# House Sales in King County, USA
----

This dataset contains house sale prices for King County, which includes Seattle. It includes homes sold between May 2014 and May 2015.

**id** :a notation for a house

**date**: Date house was sold

**price**: Price is prediction target

**bedrooms**: Number of Bedrooms/House

**bathrooms**: Number of bathrooms/bedrooms

**sqft_living**: square footage of the home

**sqft_lot**: square footage of the lot

**floors** :Total floors (levels) in house

**waterfront** :House which has a view to a waterfront

**view**: Has been viewed

**condition** :How good the condition is Overall

**grade**: overall grade given to the housing unit, based on King County grading system

**sqft_above** :square footage of house apart from basement

**sqft_basement**: square footage of the basement

**yr_built** :Built Year

**yr_renovated** :Year when house was renovated

**zipcode**:zip code

**lat**: Latitude coordinate

**long**: Longitude coordinate

**sqft_living15** :Living room area in 2015(implies-- some renovations) This might or might not have affected the lotsize area

**sqft_lot15** :lotSize area in 2015(implies-- some renovations)

In [None]:
# Dependencies and Setup
import pandas as pd
import matplotlib.pyplot as plt
import numpy as np
from scipy.stats import linregress
import gmaps
import os

# Importing Data

- Load and read csv file

In [None]:
# File to Load:
file_to_load='kc_house_data.csv' 

# Read kc_house_data csv file and store into data frame:
kc_house_data_df=pd.read_csv(file_to_load)
kc_house_data_df.head()

# Slicing Data
- Only display in dataframe columns: 'id', 'price', 'bedrooms', 'bathrooms', 'sqft_living', 'waterfront', 'yr_built', 'zipcode', 'lat', 'long'

In [None]:
# Columns to display
house_data_df = kc_house_data_df[['id', 'price', 'bedrooms', 'bathrooms', 'sqft_living', 
                                  'waterfront', 'yr_built', 'zipcode', 'lat', 'long']]

# Formatting
#house_data_df.style.format({"price": "${:,.2f}", "bathrooms":"{:.2f}"})

house_data_df.head()



# Statiscal Summary
- Obtain statiscal summary of dataframe

In [None]:
house_data_df.describe()

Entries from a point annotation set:

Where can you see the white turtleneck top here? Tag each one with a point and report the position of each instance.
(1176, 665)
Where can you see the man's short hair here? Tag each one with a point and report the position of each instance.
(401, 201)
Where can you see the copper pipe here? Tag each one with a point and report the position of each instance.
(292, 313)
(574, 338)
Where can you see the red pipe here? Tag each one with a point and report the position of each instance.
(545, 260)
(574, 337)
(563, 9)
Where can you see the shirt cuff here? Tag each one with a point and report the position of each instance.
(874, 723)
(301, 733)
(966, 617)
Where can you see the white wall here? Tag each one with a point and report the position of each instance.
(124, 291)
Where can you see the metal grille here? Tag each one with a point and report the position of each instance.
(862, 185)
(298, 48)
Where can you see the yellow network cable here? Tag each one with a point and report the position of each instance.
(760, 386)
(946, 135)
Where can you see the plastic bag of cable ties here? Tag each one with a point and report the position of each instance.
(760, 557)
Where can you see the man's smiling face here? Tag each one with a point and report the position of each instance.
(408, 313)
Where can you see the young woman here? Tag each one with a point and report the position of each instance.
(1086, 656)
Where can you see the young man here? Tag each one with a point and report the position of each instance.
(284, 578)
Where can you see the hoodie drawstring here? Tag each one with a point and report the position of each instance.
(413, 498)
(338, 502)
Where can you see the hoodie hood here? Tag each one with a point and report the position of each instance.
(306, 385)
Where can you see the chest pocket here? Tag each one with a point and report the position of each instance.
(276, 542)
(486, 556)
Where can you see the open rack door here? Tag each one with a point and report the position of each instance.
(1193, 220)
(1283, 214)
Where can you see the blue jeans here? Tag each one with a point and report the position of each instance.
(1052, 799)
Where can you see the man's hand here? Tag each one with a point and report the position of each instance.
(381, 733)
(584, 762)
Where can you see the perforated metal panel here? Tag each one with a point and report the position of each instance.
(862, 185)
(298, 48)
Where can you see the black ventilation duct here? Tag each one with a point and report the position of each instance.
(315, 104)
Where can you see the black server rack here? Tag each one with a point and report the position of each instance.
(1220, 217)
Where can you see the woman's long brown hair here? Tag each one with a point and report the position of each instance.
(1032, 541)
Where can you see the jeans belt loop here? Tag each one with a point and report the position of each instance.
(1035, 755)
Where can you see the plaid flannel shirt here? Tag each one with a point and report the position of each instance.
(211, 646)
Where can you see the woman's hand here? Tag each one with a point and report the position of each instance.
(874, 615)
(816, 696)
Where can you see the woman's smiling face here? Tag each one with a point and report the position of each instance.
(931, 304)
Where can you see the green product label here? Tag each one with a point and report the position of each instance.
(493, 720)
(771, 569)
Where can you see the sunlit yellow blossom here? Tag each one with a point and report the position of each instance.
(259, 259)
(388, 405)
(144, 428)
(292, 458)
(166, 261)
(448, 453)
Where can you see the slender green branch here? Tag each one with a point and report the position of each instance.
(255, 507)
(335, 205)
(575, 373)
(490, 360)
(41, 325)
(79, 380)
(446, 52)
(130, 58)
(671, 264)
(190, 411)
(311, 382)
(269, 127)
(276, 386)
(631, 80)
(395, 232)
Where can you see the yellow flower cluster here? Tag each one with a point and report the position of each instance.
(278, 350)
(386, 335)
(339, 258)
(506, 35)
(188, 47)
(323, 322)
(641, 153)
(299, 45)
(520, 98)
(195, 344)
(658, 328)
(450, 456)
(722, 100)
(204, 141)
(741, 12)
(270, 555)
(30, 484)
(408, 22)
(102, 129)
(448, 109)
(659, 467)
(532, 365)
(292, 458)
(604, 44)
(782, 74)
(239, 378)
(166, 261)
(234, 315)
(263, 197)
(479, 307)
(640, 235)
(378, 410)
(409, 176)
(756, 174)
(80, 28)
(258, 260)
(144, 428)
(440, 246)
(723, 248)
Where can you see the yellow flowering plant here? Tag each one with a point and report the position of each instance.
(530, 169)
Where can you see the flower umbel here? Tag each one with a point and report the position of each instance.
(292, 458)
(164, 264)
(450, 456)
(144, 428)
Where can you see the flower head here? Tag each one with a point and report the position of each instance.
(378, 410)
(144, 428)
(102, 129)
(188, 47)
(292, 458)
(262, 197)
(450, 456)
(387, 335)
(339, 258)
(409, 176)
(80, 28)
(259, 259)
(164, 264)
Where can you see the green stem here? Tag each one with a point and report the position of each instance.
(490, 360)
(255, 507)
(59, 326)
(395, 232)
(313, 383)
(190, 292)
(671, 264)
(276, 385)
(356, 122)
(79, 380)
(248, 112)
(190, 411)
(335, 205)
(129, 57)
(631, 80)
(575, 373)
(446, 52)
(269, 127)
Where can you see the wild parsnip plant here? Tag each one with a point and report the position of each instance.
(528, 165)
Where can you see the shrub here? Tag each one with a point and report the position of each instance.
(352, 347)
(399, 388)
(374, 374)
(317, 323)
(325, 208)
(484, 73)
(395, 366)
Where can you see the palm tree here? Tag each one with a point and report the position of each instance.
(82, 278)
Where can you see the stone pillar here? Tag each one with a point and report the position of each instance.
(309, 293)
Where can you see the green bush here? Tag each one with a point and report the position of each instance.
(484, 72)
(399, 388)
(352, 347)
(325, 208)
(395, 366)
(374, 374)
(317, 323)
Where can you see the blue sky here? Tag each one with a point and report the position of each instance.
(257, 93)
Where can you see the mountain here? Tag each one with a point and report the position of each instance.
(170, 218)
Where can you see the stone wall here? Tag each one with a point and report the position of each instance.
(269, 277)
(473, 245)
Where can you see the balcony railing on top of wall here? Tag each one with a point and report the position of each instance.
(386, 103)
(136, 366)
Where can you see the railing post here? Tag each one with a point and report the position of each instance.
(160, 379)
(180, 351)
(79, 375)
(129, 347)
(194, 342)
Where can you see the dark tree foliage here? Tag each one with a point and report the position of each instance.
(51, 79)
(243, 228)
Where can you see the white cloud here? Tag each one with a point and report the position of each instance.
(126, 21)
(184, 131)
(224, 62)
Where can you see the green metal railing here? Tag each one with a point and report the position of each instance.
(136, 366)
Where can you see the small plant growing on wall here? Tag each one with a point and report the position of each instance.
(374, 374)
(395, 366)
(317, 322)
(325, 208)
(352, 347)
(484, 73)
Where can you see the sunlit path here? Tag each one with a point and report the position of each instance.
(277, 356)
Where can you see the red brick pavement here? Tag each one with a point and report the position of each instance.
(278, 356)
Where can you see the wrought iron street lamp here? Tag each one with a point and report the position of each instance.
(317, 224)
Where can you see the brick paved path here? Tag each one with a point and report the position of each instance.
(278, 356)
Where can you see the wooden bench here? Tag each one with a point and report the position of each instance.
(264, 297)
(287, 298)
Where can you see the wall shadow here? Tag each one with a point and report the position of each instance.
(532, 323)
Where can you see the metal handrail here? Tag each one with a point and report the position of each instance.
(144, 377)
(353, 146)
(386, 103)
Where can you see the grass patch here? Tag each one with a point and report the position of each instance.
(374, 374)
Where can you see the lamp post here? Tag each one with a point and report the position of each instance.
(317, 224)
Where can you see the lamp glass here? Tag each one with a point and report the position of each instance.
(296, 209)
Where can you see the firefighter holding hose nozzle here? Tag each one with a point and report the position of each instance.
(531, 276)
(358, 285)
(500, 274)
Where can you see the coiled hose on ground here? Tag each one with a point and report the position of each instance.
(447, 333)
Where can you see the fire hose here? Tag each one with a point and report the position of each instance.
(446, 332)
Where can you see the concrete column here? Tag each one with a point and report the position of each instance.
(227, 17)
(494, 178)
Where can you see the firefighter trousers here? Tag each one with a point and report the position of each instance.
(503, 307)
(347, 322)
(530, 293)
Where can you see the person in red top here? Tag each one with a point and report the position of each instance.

Task: According to the King County house sales text, during what period were the homes in the dataset sold?

Written answer: Between May 2014 and May 2015.